[start]
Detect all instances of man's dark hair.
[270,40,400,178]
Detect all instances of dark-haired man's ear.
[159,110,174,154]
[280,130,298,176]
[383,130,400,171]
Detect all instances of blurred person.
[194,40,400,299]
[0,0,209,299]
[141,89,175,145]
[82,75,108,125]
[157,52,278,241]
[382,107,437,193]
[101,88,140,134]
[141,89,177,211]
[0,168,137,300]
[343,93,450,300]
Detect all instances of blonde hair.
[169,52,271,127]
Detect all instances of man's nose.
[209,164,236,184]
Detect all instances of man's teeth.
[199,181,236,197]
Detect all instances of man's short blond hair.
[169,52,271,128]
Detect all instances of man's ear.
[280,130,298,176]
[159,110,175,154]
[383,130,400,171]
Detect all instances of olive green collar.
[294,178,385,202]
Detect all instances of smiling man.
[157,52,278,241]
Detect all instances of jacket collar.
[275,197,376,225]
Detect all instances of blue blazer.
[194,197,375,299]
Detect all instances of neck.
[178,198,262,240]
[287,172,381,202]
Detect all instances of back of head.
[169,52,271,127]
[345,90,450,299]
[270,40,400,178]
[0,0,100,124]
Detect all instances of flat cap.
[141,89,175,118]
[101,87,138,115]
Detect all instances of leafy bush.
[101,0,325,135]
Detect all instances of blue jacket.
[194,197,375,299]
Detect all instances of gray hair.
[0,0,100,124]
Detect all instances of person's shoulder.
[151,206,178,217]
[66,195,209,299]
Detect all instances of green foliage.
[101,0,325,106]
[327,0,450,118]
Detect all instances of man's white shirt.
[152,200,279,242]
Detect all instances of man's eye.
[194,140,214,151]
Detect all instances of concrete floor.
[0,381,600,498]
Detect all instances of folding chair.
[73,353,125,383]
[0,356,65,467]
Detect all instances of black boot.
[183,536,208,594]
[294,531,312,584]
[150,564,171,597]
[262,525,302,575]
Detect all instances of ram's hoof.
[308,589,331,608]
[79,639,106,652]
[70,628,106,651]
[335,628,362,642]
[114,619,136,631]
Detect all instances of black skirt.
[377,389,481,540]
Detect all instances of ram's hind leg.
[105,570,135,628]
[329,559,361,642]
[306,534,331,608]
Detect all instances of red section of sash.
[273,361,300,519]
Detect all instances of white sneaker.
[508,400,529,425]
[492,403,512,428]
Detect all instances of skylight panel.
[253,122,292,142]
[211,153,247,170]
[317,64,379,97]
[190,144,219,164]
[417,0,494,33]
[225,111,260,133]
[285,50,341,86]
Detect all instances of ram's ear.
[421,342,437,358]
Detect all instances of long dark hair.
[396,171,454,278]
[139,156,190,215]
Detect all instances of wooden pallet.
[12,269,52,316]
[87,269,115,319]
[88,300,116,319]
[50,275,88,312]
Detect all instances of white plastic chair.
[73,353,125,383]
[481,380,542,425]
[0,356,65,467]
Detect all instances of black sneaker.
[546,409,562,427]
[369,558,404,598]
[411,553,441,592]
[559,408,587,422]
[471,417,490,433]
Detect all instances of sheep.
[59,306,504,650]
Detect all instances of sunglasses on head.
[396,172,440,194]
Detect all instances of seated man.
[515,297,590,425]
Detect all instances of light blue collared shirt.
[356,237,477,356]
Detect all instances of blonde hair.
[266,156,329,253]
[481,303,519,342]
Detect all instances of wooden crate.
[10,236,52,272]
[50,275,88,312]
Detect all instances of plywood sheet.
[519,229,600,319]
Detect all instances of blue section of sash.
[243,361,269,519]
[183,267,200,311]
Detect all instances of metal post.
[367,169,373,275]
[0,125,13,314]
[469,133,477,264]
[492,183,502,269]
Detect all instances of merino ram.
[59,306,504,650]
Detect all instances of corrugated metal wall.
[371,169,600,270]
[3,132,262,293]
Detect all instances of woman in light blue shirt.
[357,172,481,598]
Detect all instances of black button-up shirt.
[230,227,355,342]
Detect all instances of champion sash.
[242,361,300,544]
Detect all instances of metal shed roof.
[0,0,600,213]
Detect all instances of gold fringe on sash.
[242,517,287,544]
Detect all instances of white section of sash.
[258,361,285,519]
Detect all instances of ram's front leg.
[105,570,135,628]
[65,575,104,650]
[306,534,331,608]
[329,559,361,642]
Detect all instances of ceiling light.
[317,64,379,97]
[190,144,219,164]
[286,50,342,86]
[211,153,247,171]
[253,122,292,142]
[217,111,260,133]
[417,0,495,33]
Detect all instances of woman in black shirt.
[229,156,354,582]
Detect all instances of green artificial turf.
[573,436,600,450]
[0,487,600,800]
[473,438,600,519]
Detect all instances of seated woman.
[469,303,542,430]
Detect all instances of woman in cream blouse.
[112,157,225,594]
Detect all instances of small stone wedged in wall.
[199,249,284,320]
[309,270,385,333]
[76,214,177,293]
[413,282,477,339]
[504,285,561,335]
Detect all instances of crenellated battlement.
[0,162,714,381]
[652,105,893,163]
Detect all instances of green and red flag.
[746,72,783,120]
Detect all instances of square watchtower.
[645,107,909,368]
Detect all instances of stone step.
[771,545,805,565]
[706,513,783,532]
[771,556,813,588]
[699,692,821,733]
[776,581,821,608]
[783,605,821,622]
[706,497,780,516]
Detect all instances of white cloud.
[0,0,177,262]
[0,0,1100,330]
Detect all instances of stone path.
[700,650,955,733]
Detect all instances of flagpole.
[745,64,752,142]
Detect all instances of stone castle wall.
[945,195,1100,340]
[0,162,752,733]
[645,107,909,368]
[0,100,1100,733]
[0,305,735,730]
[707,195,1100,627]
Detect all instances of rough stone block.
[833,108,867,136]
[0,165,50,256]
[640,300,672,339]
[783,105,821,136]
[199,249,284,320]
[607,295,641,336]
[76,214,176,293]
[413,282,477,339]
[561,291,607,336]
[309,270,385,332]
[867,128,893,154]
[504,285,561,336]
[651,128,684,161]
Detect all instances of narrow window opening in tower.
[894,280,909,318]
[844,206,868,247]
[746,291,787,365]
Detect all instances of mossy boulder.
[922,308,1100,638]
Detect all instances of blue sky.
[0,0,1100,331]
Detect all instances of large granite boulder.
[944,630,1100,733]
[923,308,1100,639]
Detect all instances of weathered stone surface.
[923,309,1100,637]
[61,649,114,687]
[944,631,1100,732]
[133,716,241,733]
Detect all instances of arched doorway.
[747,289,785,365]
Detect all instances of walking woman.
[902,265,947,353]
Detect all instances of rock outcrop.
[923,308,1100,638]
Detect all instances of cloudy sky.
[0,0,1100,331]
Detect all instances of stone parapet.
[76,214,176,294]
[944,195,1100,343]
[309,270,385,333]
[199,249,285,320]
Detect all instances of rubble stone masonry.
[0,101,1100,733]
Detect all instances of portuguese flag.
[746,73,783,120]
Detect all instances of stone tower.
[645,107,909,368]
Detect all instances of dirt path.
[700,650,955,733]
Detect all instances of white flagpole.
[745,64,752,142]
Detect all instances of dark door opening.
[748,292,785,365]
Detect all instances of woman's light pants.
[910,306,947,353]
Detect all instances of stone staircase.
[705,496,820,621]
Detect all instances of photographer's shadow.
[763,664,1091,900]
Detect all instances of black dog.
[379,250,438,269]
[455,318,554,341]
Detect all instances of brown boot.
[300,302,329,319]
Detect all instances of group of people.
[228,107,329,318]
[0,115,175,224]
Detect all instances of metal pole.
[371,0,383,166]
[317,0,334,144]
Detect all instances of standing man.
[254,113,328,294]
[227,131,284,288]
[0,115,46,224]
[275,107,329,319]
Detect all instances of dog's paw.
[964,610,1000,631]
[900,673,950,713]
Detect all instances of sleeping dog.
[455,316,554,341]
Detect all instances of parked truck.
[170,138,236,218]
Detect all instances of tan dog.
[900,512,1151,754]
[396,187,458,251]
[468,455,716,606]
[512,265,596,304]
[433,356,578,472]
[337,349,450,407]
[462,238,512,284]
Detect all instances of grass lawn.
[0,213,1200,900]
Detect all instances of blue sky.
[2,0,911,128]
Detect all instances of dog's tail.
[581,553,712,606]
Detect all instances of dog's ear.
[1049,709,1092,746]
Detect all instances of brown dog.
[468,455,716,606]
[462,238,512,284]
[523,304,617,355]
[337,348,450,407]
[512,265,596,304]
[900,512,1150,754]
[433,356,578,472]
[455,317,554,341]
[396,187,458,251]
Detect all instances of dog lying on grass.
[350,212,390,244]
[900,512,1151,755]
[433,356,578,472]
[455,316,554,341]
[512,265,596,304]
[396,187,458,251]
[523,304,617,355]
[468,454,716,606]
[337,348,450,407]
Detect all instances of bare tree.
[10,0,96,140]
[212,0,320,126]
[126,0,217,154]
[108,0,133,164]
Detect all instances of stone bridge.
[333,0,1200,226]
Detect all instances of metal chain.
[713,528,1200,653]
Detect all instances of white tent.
[end]
- Task to carry out
Render the entries starting at the line that contains "Detect all instances of black boot." and ending at the line that contains "[377,389,481,540]" as a two-column CSV with the headers instruction and boxes. Give one row per entry, with each value in a single quoted field and line breaks replaced by spaces.

- Full output
instruction,boxes
"Detect all instances of black boot.","[183,536,208,594] [294,531,312,584] [150,564,171,597] [262,525,302,575]"
"Detect all instances of ram's hoof.","[308,589,331,608] [79,639,106,652] [70,628,106,651] [335,628,362,642] [114,619,136,631]"
"Detect all instances of black skirt.","[377,389,481,540]"